— Job —
Substitute "person wearing hat" for "man wearing hat" in the material, starting at the line that contains "the man wearing" and ending at the line that contains "730), (402, 582)]". Reproduce only those lines, leaving everything else in them unchanged.

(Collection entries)
▼

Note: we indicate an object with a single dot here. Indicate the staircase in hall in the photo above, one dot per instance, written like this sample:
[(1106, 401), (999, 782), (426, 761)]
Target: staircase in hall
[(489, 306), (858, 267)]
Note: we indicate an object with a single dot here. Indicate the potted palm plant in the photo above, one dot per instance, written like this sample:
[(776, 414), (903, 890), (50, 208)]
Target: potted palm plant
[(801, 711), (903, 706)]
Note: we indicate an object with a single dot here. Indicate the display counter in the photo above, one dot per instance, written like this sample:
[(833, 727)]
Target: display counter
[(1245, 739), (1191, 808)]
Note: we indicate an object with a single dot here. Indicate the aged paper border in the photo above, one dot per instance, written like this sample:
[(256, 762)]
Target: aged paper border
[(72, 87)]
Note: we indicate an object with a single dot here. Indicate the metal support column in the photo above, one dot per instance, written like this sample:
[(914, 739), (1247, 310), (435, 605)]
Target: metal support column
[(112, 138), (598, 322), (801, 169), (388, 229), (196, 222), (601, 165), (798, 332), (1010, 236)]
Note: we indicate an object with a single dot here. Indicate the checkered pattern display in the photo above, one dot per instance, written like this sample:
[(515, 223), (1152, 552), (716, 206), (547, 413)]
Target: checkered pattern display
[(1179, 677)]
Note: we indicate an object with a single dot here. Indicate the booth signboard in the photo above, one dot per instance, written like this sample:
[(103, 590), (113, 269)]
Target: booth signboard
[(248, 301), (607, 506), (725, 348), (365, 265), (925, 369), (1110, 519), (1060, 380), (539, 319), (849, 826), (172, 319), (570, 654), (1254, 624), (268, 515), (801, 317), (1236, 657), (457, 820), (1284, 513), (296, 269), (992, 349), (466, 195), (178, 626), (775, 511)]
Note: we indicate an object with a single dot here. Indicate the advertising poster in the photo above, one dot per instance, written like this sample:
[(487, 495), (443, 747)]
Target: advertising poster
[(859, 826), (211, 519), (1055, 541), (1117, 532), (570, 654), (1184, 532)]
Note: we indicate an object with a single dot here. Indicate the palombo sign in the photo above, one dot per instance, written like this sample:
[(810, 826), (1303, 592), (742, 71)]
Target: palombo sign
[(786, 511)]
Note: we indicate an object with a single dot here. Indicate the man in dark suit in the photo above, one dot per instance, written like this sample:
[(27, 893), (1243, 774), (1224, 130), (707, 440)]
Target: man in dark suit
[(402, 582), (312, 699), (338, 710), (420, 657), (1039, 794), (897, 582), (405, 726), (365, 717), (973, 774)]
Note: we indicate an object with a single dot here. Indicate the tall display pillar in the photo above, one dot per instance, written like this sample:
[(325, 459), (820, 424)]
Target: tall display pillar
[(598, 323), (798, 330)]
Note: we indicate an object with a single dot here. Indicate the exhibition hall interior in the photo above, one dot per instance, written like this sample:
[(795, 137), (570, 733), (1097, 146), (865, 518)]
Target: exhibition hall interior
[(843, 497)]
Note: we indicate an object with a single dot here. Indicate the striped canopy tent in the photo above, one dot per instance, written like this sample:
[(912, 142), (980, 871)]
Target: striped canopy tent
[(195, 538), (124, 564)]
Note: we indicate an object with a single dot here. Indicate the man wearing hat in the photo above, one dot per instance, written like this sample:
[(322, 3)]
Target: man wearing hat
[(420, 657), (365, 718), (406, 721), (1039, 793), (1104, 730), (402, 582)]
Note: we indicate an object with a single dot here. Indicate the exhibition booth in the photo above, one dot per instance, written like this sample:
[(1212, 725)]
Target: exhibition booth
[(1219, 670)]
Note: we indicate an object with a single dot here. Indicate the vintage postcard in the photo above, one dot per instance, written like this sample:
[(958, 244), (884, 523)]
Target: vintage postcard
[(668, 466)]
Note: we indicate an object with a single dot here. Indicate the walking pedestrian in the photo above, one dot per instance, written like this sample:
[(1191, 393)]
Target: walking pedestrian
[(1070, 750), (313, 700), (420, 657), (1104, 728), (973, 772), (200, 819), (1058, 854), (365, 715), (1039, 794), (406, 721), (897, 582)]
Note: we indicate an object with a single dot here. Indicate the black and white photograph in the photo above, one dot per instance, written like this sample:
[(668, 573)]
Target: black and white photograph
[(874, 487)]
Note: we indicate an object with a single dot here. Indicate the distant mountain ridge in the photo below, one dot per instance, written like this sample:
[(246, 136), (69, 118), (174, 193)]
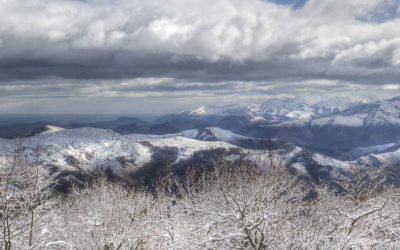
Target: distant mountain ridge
[(271, 110)]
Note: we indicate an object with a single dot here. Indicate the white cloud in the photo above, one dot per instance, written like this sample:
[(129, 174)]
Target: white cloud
[(226, 29)]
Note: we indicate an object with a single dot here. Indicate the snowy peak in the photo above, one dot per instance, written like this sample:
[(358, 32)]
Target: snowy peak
[(273, 109), (46, 130), (386, 113), (214, 110)]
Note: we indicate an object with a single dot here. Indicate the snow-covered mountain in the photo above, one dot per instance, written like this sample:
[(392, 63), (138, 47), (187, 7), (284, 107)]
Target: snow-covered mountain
[(73, 155), (380, 113), (273, 109)]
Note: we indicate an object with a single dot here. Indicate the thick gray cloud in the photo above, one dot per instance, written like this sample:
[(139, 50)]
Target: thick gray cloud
[(168, 51)]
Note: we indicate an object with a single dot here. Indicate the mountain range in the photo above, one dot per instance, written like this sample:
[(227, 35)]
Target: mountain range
[(317, 141)]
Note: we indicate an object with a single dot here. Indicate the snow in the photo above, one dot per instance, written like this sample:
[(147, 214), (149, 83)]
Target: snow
[(356, 120), (377, 148), (215, 134), (88, 148), (188, 144), (324, 160), (388, 113), (51, 129), (295, 123), (258, 119), (300, 168)]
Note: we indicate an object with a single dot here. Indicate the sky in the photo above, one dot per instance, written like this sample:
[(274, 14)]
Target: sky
[(161, 56)]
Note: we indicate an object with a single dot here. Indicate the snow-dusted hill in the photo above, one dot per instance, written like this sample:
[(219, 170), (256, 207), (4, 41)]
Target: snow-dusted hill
[(380, 113), (72, 154), (274, 109)]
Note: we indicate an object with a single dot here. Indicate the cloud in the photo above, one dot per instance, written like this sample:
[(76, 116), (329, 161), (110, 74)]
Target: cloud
[(93, 48)]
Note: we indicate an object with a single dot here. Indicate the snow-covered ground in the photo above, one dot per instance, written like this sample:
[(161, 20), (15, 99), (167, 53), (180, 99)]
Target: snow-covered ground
[(87, 149)]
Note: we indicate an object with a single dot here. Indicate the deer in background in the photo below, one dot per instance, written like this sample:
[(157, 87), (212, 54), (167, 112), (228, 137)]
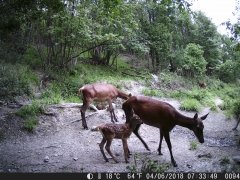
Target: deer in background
[(99, 92), (163, 116), (112, 131)]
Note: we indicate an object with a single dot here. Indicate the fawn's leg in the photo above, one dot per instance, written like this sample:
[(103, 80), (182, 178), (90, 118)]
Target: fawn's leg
[(107, 147), (113, 116), (126, 150), (101, 145)]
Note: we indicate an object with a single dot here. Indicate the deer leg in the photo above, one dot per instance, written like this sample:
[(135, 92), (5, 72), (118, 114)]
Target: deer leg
[(126, 150), (135, 131), (83, 110), (101, 145), (167, 138), (235, 128), (160, 143), (107, 147), (113, 116)]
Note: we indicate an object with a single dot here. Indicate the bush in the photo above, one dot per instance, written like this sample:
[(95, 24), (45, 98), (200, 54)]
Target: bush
[(190, 105), (227, 71), (16, 80), (194, 63)]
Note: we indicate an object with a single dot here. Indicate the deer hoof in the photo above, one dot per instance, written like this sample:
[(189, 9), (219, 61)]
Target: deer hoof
[(174, 164)]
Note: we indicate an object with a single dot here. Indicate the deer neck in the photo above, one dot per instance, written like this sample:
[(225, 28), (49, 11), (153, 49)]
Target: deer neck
[(184, 121)]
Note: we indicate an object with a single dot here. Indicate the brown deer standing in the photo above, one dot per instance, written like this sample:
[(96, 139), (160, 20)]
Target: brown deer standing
[(99, 92), (163, 116), (112, 131)]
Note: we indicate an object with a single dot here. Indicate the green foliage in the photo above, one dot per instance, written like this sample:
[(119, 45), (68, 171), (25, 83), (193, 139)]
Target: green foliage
[(152, 92), (16, 80), (153, 166), (190, 105), (31, 58), (30, 123), (227, 71), (194, 63), (194, 99), (147, 166)]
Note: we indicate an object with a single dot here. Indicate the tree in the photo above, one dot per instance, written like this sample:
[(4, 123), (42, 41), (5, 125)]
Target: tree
[(194, 63), (206, 35)]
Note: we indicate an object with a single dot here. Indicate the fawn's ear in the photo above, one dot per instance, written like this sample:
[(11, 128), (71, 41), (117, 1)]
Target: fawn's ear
[(195, 116), (204, 117)]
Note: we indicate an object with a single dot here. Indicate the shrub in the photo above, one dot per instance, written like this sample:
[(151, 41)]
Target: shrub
[(190, 105), (194, 63), (16, 80)]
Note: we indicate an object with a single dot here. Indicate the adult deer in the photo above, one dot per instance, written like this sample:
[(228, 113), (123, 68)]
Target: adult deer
[(163, 116), (112, 131), (99, 92)]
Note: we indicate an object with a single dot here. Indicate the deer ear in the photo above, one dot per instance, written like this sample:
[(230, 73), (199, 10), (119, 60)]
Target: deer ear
[(195, 116), (204, 117)]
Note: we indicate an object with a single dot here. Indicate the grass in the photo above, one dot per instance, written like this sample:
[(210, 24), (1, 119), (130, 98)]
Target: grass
[(152, 92), (147, 165), (30, 123)]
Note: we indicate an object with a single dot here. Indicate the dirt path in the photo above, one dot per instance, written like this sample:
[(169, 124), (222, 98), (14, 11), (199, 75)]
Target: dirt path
[(59, 144)]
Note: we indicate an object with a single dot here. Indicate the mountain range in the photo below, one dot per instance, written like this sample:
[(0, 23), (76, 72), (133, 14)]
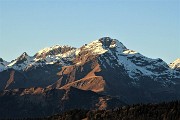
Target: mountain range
[(100, 75)]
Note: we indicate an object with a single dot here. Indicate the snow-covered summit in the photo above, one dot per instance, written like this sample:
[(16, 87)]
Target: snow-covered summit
[(3, 64), (175, 64)]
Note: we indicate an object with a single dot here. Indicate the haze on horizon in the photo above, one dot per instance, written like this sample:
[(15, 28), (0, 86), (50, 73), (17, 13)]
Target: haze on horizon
[(149, 27)]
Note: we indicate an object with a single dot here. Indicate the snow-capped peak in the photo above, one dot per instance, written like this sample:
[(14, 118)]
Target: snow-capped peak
[(104, 44), (23, 56), (175, 64), (3, 64)]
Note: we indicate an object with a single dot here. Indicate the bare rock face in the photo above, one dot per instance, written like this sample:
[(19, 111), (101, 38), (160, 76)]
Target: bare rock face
[(55, 50), (104, 66)]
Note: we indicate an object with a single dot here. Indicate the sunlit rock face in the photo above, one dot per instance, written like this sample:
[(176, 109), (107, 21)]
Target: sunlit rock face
[(104, 66)]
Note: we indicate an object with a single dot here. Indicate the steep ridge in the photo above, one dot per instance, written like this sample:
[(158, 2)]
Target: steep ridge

▲

— Correct result —
Note: we indicate an object with a single dot here. Indicate the person wearing hat in the photo above, one dot per instance, written like this sample:
[(322, 3)]
Target: person wearing hat
[(420, 657), (365, 718), (406, 721), (1039, 793), (1104, 730), (402, 582)]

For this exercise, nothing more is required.